Required actions:
**A)** Rewrite the part of the article about Mark Noble's campus talk starting with "He went on with" and going on through "to current students.", replacing "stories" with "anecdotes".
**B)** Write the next part of the article about Mark Noble's campus talk, picking up after its final sentence.

Mark Noble, Access Hollywood’s senior field producer and Castleton State College alumnus, recently stepped off the red carpet and returned to his alma mater for a talk titled “From the Green Mountains to the Red Carpet.”
The 1989 graduate spent the day interacting with students from former classmate and current professor David Blow’s communication classes and exploring the vastly transformed campus before finally taking the stage in Casella Theater.
“To be back is just mind-blowing,” Noble said. “This place is on fire.”
Noble took to the stage with Blow on April 3 for essentially a casual conversation between former classmates. Dressed in an electric green button down shirt, striped jacket, bright orange pants, and a glimpse of teal dress socks to boot, Noble dazzled the current Spartans with his Hollywood stories including touring seven countries in seven days with pop star, Rihanna for her Triple Seven Tour.
“It was the most amazing experience of my life,” he said.
He told of their encounter with angry bloggers during the tour, including one Australian fan who went streaking through the plane.
“A skinny Carrot Top is the best description of this guy. Those crazy Ausies,” he said with a laugh.
Noble even spilled on his worst moments in front of the camera, like his case of mistaken identity between up and coming stars India.Arie and Erykah Badu.
“Open mouth, insert foot, chew vigorously,” he said of his goof asking one a question that was intended for the other.
And then there was his most mortifying moment, when scandalous movie star Russell Brand took his cell phone and called his parents during an interview last June at an FX premiere event.
“I just wanted to say that Mark is doing a wonderful job here. You’ve raised a fine – if a little overly erotic son,” the prank-ridden Brit said into the phone. “You’ve raised a fine young man, sir. Now I need to talk to your wife.”
He went on with stories from Oscar night he was saved from security by Elton John, his interview with Oprah following her Essence Award Nomination, Jay-Z’s always dress to impress style vs. wife Beyonce’s “home girl” vibe, the scandals of Taylor Swift’s love life, and the complexity of covering the death of Farrah Fawcett and Michael Jackson in the same day.
However, his most influential tale proved to be his own of his journey out of the Bronx into the Green Mountains and finally landing on the red carpet. His path gave hope to current students.

Excerpted records:
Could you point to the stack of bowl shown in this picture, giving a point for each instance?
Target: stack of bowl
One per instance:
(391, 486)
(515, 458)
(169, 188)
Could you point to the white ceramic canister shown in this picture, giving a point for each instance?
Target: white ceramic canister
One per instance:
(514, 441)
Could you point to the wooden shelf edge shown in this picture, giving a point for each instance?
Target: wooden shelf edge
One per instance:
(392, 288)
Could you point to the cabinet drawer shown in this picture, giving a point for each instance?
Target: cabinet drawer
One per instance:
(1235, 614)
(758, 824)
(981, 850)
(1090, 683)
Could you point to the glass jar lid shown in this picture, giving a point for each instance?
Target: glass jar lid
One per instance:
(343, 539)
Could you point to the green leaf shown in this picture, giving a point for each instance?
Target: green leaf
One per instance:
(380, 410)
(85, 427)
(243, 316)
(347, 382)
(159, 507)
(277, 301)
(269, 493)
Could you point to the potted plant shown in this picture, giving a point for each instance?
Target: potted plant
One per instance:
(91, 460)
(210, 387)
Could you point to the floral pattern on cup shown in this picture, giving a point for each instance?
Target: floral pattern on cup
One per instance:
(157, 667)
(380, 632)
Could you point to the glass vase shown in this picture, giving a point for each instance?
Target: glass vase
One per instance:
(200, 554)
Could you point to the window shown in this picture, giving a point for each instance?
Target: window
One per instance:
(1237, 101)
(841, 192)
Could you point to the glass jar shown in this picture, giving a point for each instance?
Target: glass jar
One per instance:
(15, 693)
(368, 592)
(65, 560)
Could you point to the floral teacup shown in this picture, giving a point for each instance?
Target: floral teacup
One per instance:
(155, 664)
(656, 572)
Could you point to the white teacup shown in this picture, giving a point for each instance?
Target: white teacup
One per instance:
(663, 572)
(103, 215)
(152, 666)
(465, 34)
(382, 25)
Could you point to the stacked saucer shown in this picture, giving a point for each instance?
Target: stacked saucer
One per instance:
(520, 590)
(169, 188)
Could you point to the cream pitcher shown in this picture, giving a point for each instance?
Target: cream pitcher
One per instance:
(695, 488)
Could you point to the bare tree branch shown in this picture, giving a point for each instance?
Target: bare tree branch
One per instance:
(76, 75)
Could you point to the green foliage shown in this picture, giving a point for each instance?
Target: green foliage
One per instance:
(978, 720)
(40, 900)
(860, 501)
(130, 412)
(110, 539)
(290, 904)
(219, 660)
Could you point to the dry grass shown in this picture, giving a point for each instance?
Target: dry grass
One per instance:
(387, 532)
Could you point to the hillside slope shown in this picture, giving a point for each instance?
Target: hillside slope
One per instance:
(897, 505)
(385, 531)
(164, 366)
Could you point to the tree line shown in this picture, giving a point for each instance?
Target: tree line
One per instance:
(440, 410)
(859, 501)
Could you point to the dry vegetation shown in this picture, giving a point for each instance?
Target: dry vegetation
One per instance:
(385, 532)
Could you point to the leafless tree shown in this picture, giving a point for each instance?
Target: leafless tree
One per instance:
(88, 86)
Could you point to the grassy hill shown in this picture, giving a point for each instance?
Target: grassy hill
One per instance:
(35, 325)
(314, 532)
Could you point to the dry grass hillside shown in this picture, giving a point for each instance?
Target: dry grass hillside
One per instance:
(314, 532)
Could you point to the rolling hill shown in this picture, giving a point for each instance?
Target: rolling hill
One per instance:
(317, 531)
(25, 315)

Answers per task:
**A)**
He went on with anecdotes from Oscar night he was saved from security by Elton John, his interview with Oprah following her Essence Award Nomination, Jay-Z’s always dress to impress style vs. wife Beyonce’s “home girl” vibe, the scandals of Taylor Swift’s love life, and the complexity of covering the death of Farrah Fawcett and Michael Jackson in the same day.
However, his most influential tale proved to be his own of his journey out of the Bronx into the Green Mountains and finally landing on the red carpet. His path gave hope to current students.

**B)**
“I think the best thing about him being here is that he’s successful,” said Castleton junior Max Walker. “Sometimes there’s this stigma that coming from here you can’t make it big.”
Walker’s fellow classmate, Julianna Combs, agreed that it was powerful to see the potential that the Castleton green can hold.
“It was a very inspiring experience,” she said. “It’s nice to know that even though you come from little Castleton State College you can still make it big places.”
Noble found himself at Castleton on a complete whim. After seeing the opening scene from The Bob Newhart Show he was completely awe-struck by the Vermont foliage so he cracked open a book of Vermont colleges, closed his eyes, and dropped his pointer finger.
“I knew I wanted to go to a school that was journalism and communication,” he said. “I wanted to tell stories and my parents wouldn’t let me tell stories in the theater.”
The first drop of his finger didn’t meet these requirements, but on the second try he landed on Castleton. He never stepped foot on campus before making the decision to attend the school. After taking advice from a friend who had visited, calling the campus dorms a few times, and reading the course catalog, Noble packed his bags and headed north.
“This place spoke to me,” he said. “Sometimes you have to step out on your own fate.”
Needless to say, a kid from the Bronx experiences a degree of culture shock when first breathing Green Mountain air. Noble said he was used to being a minority because of the high school he attended, however he wasn’t prepared for all the ways he would stick out to his classmates in those first few weeks.
An “ambush” in New York City just before coming to college left the young Noble with his jaw wired shut and unable to eat normally.
“I became known as the kid who’s a slurper,” he said with a chuckle. “That was a story.”
Noble recalled using his hunger pains to write one of his first assignments, a descriptive essay about a lobster pizza.
“God, that descriptive pizza,” he said.
Courses with communication professors Bob Gershon and Roy Vestrich stuck out most in his memory, he said.
He referred to Gershon as his “primary shepherd” and attributed much of his success to the hands-on technical experiences he had from day one.
“The fact that you could do that as a freshman at that time was unheard of,” Noble said. “Yeah book smarts are great, but give me the camera.”
Gershon recalled his time spent with Noble quite fondly and said he had the initiative from the very beginning.
“He had the talent to match his intelligence, a seriousness of purpose and a willingness to work,” he said.
According to Vestrich, Noble was bound for the red carpet.
“I think he had the Hollywood bug,” said Vestrich. “He was going to make it happen, and you knew it was going to happen.”
Outside the classroom, Noble was a man about campus. He participated in theater productions, took an active role in student government, and was a member of the Student Orientation Staff. He said his most valuable experiences while at Castleton he gained through his internships.
In his junior year he interned at WABC and about half way through the internship a staff member quit. Noble was chosen to fill this paid position for the remaining month of the internship.
Following graduation, Noble spent one month working at Saks 5th Avenue before receiving a phone call from WABC offering him a fulltime position.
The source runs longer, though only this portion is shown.